# [DATASET EXTRACT]
+++++
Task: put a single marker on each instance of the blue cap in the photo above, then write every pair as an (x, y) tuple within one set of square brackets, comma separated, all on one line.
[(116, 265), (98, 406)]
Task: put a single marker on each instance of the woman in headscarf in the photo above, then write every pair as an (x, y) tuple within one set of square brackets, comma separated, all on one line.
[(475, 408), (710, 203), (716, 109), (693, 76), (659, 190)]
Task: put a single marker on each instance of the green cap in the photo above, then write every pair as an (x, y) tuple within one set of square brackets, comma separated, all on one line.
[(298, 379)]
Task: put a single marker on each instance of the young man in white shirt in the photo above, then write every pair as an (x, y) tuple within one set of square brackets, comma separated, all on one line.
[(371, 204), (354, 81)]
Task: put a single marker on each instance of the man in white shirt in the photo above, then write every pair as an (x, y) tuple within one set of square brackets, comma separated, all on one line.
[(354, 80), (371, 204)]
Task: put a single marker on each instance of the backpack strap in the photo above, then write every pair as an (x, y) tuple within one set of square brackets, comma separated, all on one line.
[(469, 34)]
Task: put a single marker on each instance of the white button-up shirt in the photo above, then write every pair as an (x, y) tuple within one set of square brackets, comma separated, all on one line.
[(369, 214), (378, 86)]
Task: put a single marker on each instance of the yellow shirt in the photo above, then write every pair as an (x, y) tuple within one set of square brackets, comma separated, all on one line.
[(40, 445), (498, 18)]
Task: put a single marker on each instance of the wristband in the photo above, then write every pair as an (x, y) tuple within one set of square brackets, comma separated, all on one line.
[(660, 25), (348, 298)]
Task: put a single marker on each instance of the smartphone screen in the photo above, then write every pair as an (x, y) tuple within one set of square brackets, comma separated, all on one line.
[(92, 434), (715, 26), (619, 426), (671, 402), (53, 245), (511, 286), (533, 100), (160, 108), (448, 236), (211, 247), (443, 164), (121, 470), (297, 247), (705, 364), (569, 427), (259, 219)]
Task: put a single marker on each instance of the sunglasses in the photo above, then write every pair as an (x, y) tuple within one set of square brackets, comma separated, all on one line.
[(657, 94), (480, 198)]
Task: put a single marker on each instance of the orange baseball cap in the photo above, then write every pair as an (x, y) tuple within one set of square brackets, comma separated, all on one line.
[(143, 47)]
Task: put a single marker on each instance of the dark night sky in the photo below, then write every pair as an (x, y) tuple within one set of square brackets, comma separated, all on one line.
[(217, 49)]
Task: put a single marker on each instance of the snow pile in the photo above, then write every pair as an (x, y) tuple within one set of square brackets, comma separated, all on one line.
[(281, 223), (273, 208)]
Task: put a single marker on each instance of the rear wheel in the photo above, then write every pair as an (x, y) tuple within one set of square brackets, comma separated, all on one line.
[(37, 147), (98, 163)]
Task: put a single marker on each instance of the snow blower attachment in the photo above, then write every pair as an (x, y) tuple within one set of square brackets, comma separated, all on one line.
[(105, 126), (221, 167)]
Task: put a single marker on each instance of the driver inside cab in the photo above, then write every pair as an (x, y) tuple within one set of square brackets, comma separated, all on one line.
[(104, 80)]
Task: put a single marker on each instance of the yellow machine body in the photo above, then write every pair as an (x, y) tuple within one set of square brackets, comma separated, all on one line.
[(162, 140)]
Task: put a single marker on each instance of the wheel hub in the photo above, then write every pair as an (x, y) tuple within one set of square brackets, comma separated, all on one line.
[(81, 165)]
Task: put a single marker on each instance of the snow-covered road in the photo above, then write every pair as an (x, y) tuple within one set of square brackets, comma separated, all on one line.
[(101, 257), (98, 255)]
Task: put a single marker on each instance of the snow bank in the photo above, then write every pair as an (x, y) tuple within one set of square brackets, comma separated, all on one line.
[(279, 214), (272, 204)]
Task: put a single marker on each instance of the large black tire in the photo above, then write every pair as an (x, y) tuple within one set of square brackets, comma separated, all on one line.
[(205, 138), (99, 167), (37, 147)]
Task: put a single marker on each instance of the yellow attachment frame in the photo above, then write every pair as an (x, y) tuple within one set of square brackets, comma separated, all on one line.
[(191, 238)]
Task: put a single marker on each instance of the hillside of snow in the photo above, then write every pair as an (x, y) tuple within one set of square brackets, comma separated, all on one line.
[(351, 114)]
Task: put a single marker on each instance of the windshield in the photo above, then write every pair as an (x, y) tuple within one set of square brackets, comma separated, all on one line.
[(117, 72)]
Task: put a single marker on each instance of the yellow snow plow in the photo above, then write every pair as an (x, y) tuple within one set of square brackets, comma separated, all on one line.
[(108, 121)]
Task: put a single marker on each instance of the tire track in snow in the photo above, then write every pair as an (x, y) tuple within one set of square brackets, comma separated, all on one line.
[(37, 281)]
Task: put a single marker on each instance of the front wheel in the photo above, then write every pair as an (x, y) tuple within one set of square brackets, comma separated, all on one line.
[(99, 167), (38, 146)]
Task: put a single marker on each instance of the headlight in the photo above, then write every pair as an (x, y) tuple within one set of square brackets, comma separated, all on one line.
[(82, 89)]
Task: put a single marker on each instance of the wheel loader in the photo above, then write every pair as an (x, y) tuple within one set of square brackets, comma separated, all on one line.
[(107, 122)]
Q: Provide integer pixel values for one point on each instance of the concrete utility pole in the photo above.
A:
+++++
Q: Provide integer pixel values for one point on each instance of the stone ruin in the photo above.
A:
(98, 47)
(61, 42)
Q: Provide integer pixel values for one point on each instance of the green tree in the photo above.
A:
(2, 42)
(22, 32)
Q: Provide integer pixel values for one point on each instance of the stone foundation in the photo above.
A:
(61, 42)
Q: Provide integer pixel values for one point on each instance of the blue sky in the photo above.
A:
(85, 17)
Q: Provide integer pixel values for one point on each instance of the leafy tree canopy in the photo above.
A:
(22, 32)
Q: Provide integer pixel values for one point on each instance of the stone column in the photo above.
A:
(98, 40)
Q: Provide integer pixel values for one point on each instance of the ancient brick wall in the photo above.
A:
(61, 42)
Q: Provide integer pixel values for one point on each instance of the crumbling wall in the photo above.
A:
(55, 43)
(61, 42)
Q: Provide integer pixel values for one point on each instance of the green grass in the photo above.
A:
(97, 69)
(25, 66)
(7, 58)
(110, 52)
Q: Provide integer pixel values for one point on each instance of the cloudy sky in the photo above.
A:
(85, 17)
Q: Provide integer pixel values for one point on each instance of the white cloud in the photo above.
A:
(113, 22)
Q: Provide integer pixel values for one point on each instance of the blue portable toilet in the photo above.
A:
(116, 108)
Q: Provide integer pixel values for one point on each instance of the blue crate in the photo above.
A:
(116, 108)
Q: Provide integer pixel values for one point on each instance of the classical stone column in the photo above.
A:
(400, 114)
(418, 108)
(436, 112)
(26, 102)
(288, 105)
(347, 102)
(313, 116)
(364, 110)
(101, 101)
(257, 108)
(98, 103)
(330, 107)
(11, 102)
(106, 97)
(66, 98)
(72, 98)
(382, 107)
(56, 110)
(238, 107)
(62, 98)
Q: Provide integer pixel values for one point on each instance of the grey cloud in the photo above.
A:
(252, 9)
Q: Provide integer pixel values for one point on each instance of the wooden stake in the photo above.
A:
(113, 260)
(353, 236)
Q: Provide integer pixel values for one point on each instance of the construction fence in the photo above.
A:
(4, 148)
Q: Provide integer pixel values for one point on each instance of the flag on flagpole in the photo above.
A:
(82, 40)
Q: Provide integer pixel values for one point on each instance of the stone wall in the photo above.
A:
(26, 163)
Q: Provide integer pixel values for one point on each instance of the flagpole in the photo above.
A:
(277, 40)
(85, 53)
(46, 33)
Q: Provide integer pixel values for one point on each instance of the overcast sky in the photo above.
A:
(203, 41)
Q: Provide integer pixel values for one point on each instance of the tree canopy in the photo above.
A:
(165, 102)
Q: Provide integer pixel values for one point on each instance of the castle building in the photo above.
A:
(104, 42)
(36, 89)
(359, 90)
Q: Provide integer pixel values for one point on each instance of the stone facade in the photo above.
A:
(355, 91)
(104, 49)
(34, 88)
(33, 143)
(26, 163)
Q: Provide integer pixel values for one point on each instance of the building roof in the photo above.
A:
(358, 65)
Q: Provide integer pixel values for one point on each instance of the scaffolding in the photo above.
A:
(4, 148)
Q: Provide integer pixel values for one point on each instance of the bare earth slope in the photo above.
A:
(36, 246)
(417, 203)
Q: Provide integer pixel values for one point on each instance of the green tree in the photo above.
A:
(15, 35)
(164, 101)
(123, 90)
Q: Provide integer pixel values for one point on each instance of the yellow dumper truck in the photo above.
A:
+++++
# [PROBLEM TO WORK ON]
Your answer must be every line from the listing above that holds the string "tree".

# [OUTPUT BELOW]
Q: Provide integer pixel values for one point on each instance of the green tree in the photo above.
Q: Provide integer pixel values for one point on each instance of the leafy tree canopy in the photo above.
Q: Provide integer pixel values for one point on each instance of the tree canopy in the photo above.
Q: Provide integer pixel values for one point on each instance of the green tree in the photo above.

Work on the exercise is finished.